Task details — Repeat all the records exactly, omitting pictures.

Data shown —
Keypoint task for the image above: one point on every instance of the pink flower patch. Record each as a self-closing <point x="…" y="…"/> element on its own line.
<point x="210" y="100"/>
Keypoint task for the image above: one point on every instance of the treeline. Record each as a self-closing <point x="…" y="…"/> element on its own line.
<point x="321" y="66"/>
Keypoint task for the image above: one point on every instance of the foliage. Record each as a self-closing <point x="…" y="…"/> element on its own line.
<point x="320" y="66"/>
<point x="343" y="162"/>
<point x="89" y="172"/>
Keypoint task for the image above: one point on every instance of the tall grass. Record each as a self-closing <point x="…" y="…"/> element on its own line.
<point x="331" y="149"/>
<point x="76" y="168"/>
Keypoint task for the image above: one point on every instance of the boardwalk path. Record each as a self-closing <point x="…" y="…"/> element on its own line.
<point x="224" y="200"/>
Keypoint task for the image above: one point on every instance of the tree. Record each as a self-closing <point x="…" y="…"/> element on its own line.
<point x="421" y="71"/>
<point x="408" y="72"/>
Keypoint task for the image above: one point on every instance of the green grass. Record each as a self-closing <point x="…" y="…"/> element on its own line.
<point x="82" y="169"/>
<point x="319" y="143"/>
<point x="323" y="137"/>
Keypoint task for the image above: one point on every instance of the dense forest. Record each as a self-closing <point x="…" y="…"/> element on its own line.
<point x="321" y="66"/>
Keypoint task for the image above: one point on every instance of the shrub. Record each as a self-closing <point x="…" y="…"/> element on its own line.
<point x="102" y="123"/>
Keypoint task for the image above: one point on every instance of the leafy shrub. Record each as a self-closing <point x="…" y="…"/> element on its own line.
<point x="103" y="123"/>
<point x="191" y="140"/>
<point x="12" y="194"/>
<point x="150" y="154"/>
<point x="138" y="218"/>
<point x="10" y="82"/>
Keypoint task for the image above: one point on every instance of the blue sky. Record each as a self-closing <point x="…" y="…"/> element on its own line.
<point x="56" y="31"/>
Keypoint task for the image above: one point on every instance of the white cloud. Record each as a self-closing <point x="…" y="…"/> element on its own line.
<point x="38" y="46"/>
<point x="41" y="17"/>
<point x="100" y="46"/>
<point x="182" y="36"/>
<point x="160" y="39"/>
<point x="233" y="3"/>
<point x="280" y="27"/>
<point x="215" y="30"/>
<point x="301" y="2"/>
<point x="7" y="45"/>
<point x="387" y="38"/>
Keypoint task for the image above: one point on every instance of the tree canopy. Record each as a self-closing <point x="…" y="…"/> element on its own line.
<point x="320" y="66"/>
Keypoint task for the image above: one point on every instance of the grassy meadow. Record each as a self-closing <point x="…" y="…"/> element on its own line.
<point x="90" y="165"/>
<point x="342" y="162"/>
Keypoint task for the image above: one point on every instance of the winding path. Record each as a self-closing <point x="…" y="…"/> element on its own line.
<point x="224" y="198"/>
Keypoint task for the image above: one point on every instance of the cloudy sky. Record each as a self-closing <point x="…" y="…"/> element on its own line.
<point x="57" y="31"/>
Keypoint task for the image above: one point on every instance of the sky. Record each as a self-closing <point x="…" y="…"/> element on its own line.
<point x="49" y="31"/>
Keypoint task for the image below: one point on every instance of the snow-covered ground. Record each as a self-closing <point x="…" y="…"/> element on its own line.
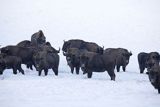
<point x="131" y="24"/>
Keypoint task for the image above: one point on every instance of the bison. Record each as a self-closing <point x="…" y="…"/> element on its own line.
<point x="80" y="44"/>
<point x="24" y="53"/>
<point x="154" y="76"/>
<point x="25" y="43"/>
<point x="73" y="59"/>
<point x="120" y="55"/>
<point x="38" y="39"/>
<point x="146" y="60"/>
<point x="10" y="62"/>
<point x="98" y="63"/>
<point x="44" y="61"/>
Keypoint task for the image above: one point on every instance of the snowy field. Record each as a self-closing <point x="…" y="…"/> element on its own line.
<point x="130" y="24"/>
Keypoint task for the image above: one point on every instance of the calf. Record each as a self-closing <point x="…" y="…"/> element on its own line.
<point x="146" y="60"/>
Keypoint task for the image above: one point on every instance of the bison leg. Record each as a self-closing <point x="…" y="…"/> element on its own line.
<point x="72" y="69"/>
<point x="39" y="73"/>
<point x="158" y="90"/>
<point x="124" y="68"/>
<point x="55" y="70"/>
<point x="89" y="74"/>
<point x="77" y="70"/>
<point x="118" y="68"/>
<point x="21" y="70"/>
<point x="141" y="69"/>
<point x="112" y="75"/>
<point x="46" y="72"/>
<point x="14" y="71"/>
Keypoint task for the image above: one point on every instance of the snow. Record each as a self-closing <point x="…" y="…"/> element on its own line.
<point x="131" y="24"/>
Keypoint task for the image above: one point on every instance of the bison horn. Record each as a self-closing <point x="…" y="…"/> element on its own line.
<point x="64" y="54"/>
<point x="130" y="53"/>
<point x="58" y="50"/>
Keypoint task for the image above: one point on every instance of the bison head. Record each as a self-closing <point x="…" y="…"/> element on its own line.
<point x="152" y="59"/>
<point x="41" y="38"/>
<point x="154" y="75"/>
<point x="65" y="46"/>
<point x="5" y="50"/>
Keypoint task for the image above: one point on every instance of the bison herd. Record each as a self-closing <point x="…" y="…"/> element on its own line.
<point x="80" y="54"/>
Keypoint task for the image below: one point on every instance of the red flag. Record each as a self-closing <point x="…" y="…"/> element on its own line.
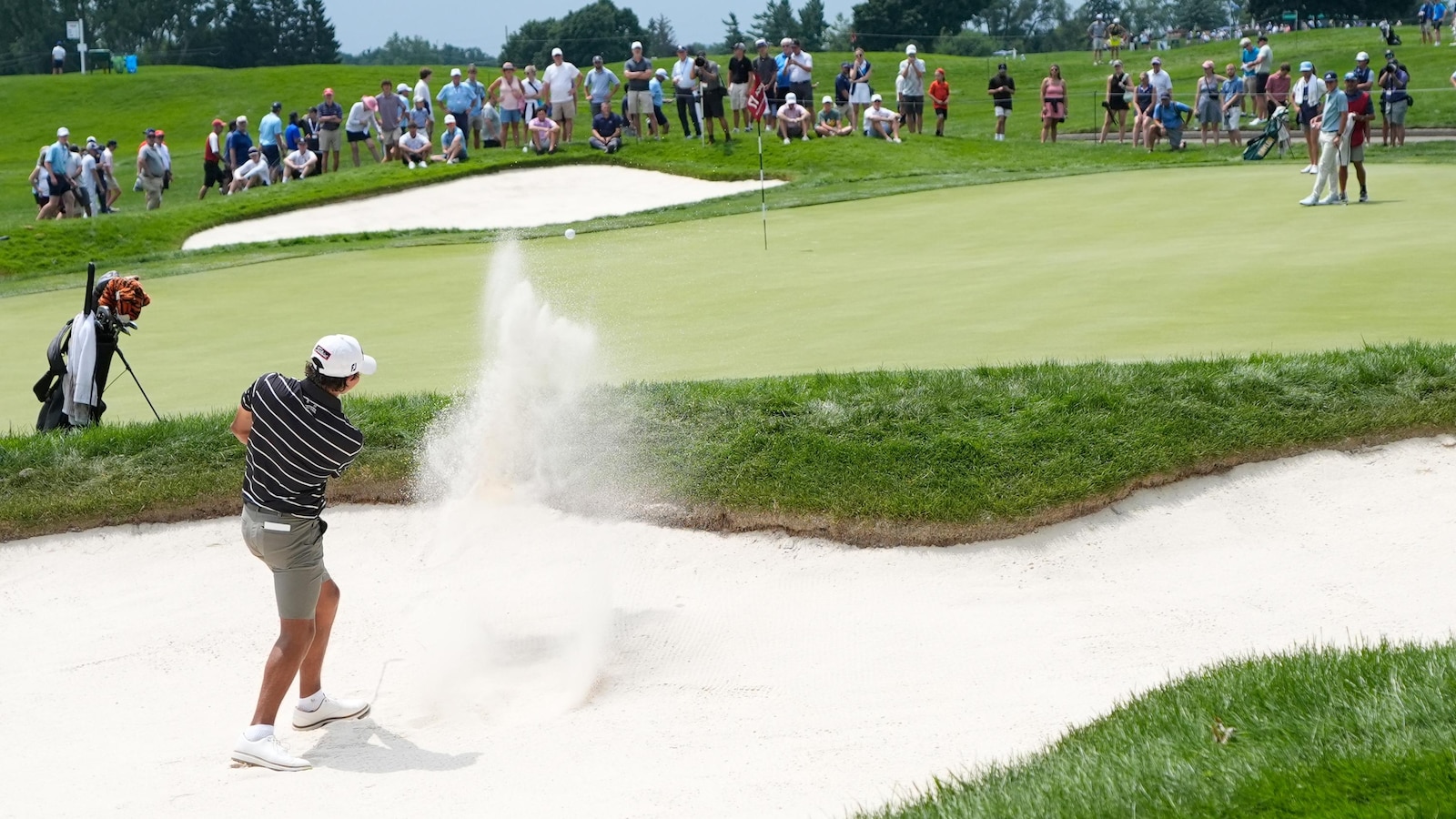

Output for this exercise —
Keypoint task for the image above: one point on every instance of the pink flower patch. Record each as a self-closing <point x="…" y="…"/> element on its own line.
<point x="210" y="100"/>
Keypoint task for the image above: one point on every instance of the treeline. Record each as a self-closing <point x="…" y="…"/> element on its own line.
<point x="321" y="66"/>
Keypoint task for the image above: one point on every instance of the foliage. Record each as a self-closing <point x="…" y="…"/> element on its own line.
<point x="320" y="66"/>
<point x="343" y="162"/>
<point x="89" y="172"/>
Keypoint task for the image above: one point on every instance of the tall grass. Record each as a self-closing <point x="…" y="…"/> element on its own line.
<point x="331" y="149"/>
<point x="76" y="168"/>
Keypoint task for the image above: one point on every instance of the boardwalk path. Record each as a self-closing <point x="…" y="…"/> element on its own line.
<point x="224" y="200"/>
Keypoint task for the image above: one point on every instance of the tree. Record each as a self-closing <point x="…" y="…"/> element on its own line.
<point x="421" y="71"/>
<point x="408" y="72"/>
Keypoint task for the image above: one point on every instance of the green grass. Record each as a self-closing <point x="…" y="…"/> element on its own line.
<point x="82" y="169"/>
<point x="319" y="143"/>
<point x="323" y="137"/>
Keypoint task for the image above: one point on every instance of the dense forest. Record each as a self-closing <point x="…" y="…"/> element on its own line.
<point x="321" y="66"/>
Keypoint task for the image above: one point on every instance of the shrub. Record each as a self-closing <point x="…" y="…"/> element on its own line.
<point x="102" y="123"/>
Keypoint task for the image above: one point on every instance of the leafy shrub. Record each as a self-closing <point x="…" y="…"/> element on its own line.
<point x="103" y="123"/>
<point x="191" y="140"/>
<point x="12" y="194"/>
<point x="150" y="154"/>
<point x="138" y="218"/>
<point x="10" y="82"/>
Keypoint task for the image above: one point on every instance of the blue sky. Record each as a self-closing <point x="…" y="…"/> element on its own line.
<point x="56" y="31"/>
Keypoint task for the image above: one point on every instance of the white cloud. Record each as a self-closing <point x="…" y="…"/> element on its own line.
<point x="38" y="46"/>
<point x="41" y="17"/>
<point x="100" y="46"/>
<point x="182" y="36"/>
<point x="160" y="39"/>
<point x="233" y="3"/>
<point x="280" y="27"/>
<point x="215" y="30"/>
<point x="301" y="2"/>
<point x="7" y="45"/>
<point x="387" y="38"/>
Keypoint task for the image above: one point on every instance of the tree canopy. Record each as a self-closing <point x="…" y="…"/> element on its own line.
<point x="320" y="66"/>
Keypoint task for the image above: one point on every instance of the grassy meadow. Record each as a self-closing <point x="…" y="…"/> element on its own line.
<point x="90" y="165"/>
<point x="342" y="162"/>
Keypoint task for the image above: one point on every instance of the winding path. Record each as a self-closing <point x="…" y="…"/> element on its own line.
<point x="224" y="198"/>
Keypoint task for the image above: one point on every instance of the cloudy sky. Record each as a self-closing <point x="…" y="…"/> element on its own line.
<point x="57" y="31"/>
Keypoint task for the image above: one point on every instance of the sky. Record each as a self-closing <point x="…" y="…"/> element on its own line.
<point x="49" y="31"/>
Keypoint task for the image below: one point on every instance of the snow-covered ground. Record each as a self-closing <point x="…" y="…"/> element on its own line.
<point x="131" y="24"/>
Keypoint task for the image above: one point on every instance of the bison. Record each as a self-closing <point x="…" y="…"/> element on its own line.
<point x="80" y="44"/>
<point x="24" y="53"/>
<point x="154" y="76"/>
<point x="25" y="43"/>
<point x="73" y="59"/>
<point x="120" y="55"/>
<point x="38" y="39"/>
<point x="146" y="60"/>
<point x="10" y="62"/>
<point x="98" y="63"/>
<point x="44" y="61"/>
Keypoint task for the image above: one point on every instance of the snowy field. Record each as a self-closing <point x="…" y="…"/> element on its own line.
<point x="130" y="24"/>
Keypoint task for the image above: one point on every instance of the calf. Record each as a self-closing <point x="…" y="…"/> element on its own line.
<point x="146" y="60"/>
Keypoint task for the image above: one point on every instance of the bison leg. Record each as a self-closing <point x="…" y="…"/> element on its own line.
<point x="72" y="69"/>
<point x="39" y="73"/>
<point x="158" y="90"/>
<point x="124" y="68"/>
<point x="55" y="70"/>
<point x="89" y="74"/>
<point x="77" y="70"/>
<point x="118" y="68"/>
<point x="21" y="70"/>
<point x="141" y="69"/>
<point x="112" y="75"/>
<point x="46" y="72"/>
<point x="14" y="71"/>
Keypoint task for the image above: one point on every instance of the snow. Record each as a self-closing <point x="…" y="…"/> element on its own line.
<point x="131" y="24"/>
Keypoint task for the image above: one point on every instance of the bison horn. Record each as a self-closing <point x="…" y="…"/> element on its own line.
<point x="64" y="54"/>
<point x="130" y="53"/>
<point x="58" y="50"/>
Keypoint task for the image above: one point on every instance of the bison head. Record each as a self-closing <point x="…" y="…"/> element on its own line.
<point x="152" y="59"/>
<point x="41" y="38"/>
<point x="154" y="75"/>
<point x="65" y="46"/>
<point x="5" y="50"/>
Keypoint task for the image above: one point on every instance of the bison herd. Record each as a self-closing <point x="…" y="…"/> element on its own line.
<point x="80" y="54"/>
Keypoint task for the image below: one point on every instance of the red flag. Record each as a self-closing <point x="…" y="…"/> element on its own line.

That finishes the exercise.